### What you need to do
From the line containing "Where can the person" to the very last line, repeat everything exactly and add nothing else. Skip the pictures.
━━━ Entries shown
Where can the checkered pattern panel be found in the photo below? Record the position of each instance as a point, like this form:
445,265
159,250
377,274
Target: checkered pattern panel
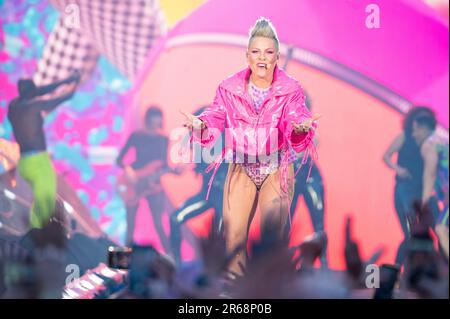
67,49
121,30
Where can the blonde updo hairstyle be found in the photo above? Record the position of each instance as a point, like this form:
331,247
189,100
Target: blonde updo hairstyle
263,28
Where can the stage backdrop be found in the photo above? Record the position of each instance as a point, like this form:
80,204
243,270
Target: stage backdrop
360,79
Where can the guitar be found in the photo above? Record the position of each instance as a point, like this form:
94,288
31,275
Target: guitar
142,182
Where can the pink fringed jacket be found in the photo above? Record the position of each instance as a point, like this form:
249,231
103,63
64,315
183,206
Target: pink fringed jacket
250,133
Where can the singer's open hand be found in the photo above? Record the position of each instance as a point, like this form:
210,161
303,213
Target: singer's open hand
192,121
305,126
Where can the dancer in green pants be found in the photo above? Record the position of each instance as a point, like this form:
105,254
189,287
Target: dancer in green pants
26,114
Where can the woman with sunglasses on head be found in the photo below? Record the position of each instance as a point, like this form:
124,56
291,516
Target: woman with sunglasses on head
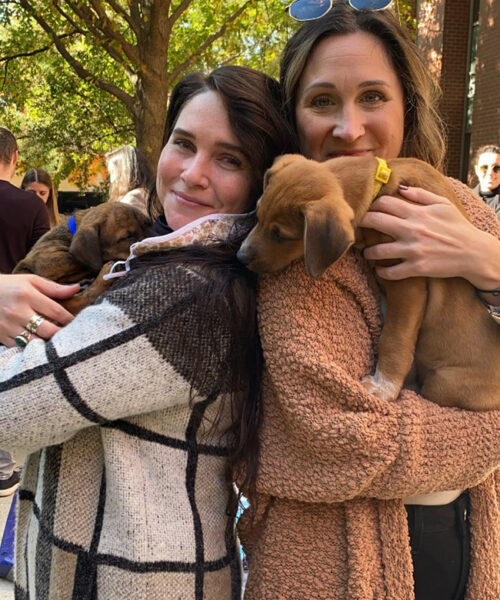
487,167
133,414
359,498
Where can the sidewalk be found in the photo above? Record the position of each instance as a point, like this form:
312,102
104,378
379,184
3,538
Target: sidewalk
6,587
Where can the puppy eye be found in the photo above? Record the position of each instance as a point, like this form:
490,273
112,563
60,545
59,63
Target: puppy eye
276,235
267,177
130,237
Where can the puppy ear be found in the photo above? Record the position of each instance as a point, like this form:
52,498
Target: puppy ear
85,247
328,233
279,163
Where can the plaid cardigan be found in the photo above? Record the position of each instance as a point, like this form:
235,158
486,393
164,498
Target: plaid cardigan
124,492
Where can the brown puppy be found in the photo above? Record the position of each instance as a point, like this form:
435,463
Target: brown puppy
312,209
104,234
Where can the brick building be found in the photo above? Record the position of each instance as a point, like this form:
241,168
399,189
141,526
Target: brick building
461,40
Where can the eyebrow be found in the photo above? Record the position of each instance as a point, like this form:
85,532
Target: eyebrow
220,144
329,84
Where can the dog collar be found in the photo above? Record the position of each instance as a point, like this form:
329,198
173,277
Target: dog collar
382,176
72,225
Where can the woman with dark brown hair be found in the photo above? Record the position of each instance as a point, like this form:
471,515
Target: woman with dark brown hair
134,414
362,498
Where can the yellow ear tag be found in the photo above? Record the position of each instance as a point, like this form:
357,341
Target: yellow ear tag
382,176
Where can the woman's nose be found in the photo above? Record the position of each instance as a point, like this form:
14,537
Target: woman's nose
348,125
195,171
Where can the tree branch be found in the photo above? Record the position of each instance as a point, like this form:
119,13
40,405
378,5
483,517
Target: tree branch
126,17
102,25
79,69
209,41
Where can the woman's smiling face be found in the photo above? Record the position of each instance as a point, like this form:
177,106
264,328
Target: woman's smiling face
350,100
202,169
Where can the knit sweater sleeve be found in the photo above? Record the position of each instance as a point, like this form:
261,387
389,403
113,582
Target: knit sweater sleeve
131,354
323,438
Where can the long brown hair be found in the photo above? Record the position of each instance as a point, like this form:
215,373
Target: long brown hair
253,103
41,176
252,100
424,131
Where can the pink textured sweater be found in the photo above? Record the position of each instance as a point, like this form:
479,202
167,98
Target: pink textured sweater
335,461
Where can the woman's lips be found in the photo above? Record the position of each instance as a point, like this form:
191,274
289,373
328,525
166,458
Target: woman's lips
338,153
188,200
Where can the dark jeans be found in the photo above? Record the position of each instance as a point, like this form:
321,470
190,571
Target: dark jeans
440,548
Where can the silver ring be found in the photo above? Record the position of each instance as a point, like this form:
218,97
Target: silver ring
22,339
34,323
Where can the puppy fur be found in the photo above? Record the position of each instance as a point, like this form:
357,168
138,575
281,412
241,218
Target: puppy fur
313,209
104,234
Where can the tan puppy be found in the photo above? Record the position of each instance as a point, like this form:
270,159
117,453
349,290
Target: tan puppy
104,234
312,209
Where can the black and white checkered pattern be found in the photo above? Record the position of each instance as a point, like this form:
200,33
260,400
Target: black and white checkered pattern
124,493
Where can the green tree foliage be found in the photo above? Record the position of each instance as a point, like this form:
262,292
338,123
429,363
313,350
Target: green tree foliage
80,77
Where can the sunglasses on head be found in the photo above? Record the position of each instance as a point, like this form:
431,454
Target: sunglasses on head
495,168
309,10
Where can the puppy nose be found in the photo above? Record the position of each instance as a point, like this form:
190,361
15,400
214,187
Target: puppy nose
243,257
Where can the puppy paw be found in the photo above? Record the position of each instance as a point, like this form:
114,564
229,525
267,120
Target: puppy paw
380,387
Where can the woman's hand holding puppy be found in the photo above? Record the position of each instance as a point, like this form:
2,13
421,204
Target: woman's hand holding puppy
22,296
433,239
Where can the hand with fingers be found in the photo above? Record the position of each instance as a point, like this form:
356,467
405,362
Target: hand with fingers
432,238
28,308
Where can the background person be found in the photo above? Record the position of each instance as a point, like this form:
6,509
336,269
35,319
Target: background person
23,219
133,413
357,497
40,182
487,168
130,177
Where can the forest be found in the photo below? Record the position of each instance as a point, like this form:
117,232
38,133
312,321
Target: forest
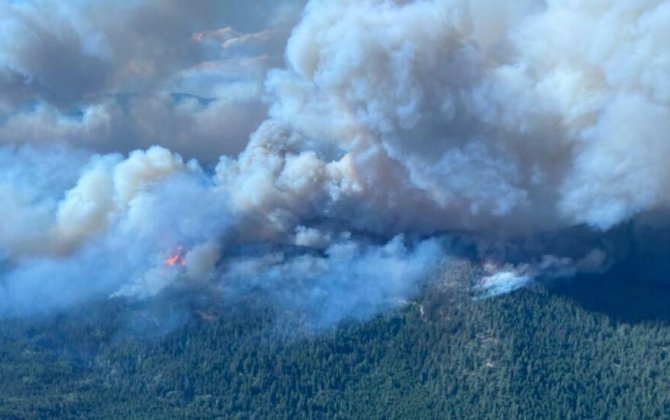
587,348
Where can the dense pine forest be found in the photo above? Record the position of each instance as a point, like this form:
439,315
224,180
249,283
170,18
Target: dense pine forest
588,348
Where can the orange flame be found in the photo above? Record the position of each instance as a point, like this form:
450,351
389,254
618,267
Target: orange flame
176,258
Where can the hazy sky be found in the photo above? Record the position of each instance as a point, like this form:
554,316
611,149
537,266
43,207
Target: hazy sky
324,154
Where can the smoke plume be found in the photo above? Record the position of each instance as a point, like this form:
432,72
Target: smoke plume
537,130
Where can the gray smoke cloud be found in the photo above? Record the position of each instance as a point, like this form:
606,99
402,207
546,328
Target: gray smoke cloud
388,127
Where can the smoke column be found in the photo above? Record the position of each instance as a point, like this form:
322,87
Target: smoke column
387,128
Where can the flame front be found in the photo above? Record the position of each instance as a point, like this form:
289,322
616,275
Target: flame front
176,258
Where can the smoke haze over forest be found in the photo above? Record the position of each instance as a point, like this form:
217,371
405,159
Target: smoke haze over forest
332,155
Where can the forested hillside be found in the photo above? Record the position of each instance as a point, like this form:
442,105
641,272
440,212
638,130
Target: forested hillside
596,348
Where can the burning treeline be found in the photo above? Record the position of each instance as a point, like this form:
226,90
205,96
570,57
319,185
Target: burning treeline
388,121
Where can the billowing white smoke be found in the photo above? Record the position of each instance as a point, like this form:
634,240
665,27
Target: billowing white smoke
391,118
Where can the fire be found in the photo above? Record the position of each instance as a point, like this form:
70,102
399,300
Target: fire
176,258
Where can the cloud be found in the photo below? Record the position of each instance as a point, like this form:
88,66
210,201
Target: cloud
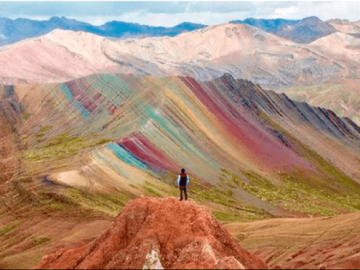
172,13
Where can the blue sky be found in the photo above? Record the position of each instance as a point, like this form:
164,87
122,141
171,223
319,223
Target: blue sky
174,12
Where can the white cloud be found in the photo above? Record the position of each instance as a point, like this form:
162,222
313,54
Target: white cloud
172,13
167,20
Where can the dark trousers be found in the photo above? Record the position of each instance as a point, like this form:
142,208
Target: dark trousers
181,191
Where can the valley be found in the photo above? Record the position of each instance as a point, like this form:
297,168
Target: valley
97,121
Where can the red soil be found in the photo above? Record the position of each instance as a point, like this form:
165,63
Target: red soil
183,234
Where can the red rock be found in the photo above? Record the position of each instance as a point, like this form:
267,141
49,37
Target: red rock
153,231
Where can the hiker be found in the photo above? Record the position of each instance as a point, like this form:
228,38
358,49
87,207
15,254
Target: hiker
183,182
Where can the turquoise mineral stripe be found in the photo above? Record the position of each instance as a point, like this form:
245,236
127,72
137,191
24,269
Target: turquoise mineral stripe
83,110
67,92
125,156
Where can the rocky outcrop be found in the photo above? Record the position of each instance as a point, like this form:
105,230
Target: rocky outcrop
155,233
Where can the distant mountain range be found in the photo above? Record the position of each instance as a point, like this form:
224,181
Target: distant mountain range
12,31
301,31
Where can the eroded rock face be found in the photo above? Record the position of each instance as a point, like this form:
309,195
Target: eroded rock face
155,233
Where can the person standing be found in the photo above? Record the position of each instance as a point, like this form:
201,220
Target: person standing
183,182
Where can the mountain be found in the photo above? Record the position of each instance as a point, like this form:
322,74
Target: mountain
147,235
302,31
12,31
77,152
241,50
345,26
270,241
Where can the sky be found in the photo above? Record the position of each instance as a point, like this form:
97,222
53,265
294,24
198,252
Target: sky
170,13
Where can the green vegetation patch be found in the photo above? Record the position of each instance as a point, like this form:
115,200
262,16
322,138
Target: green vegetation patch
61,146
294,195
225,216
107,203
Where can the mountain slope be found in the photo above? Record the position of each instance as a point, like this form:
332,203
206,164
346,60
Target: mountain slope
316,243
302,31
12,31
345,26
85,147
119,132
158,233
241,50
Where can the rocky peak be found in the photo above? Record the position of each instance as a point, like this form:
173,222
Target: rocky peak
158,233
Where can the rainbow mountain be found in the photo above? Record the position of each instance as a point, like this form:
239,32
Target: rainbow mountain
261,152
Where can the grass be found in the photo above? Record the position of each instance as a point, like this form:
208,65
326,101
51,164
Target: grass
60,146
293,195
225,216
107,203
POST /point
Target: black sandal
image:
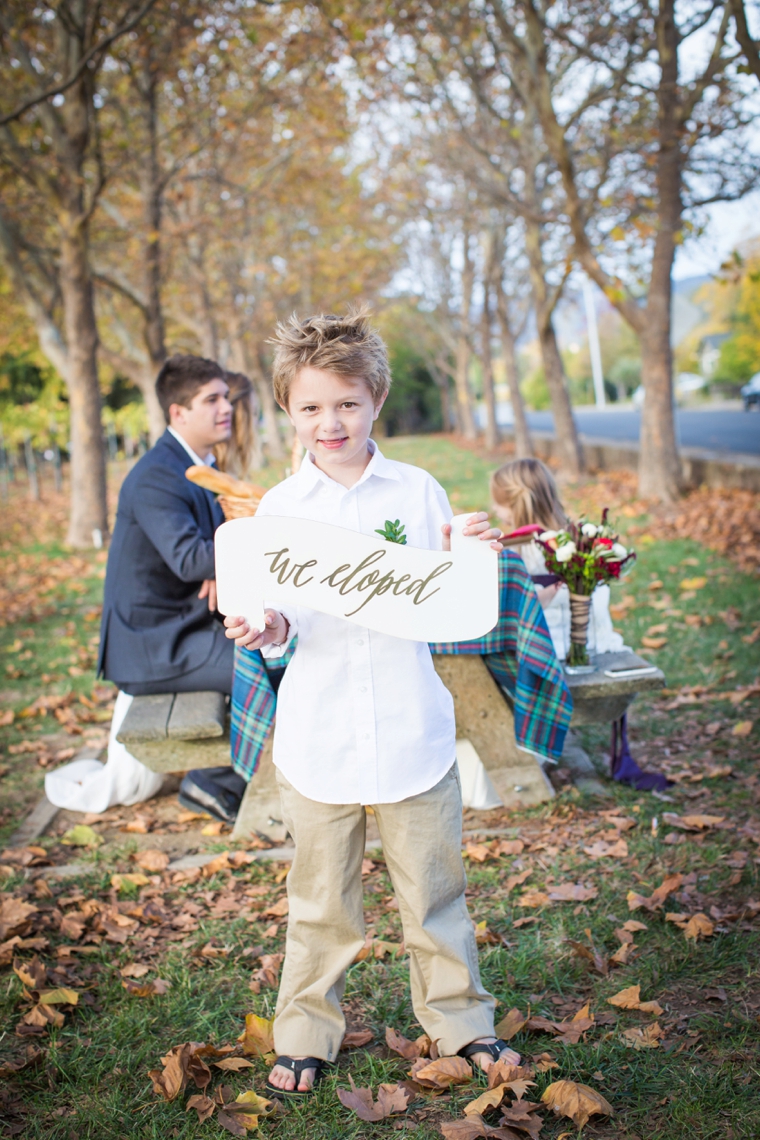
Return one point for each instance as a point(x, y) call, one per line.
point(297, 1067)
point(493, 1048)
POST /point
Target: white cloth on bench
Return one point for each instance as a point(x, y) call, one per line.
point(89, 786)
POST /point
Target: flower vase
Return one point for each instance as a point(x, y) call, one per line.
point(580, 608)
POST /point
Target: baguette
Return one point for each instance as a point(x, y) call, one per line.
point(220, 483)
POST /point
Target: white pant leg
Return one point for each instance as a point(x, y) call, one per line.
━━━━━━
### Result for this task
Where can the person standing be found in the photo above? Record the position of each instance as a point, like this form:
201,220
Target: person standing
183,182
Where can the mountain be found in the photo above? Record the position of each instance as a point, like this form:
322,74
Target: mountain
147,235
302,31
12,31
77,152
241,50
345,26
270,241
Where can the sky be found in the photo above? Record the position of each instance as a point, like this form:
97,222
53,265
294,24
198,252
Target: sky
170,13
Where can the green vegetation patch be found in the photo above? Record the position of each instance as a point, like this form:
115,200
262,16
322,138
Target: green vegetation patch
61,146
294,195
225,216
107,203
Where can the mountain slope be found in the photo above? Record the position of each instance as a point, like this form:
332,203
206,164
346,60
Target: mountain slope
316,243
302,31
12,31
345,26
85,147
119,132
158,233
241,50
Where can the rocky peak be found in the photo above? Record the position of each instance as a point, like this form:
173,222
Target: rocky peak
158,233
Where can the rainbow mountain be found in the photo above? Record the position of each instance as a point, like this form:
239,32
Target: rainbow mountain
261,152
Where can the grass be found in the photo above? Record the position of each instance as a point, like this form:
208,65
326,101
51,164
Target: grass
60,146
293,195
225,216
107,203
POST /point
Target: black sandal
image:
Return one point for each instance as a point(x, y) call, one per line.
point(297, 1067)
point(493, 1048)
POST /point
Target: white cloth on bench
Return one point for each instance as a point(x, y) call, one per line.
point(89, 786)
POST /point
Target: flower vase
Return one point for each instance as a point(x, y) call, one per line.
point(580, 608)
POST /point
Target: baguette
Return one point for each instance as a point(x, y) call, one per line.
point(220, 483)
POST /point
Target: white pant leg
Return one point for each instance as a point(x, y) call, one per line.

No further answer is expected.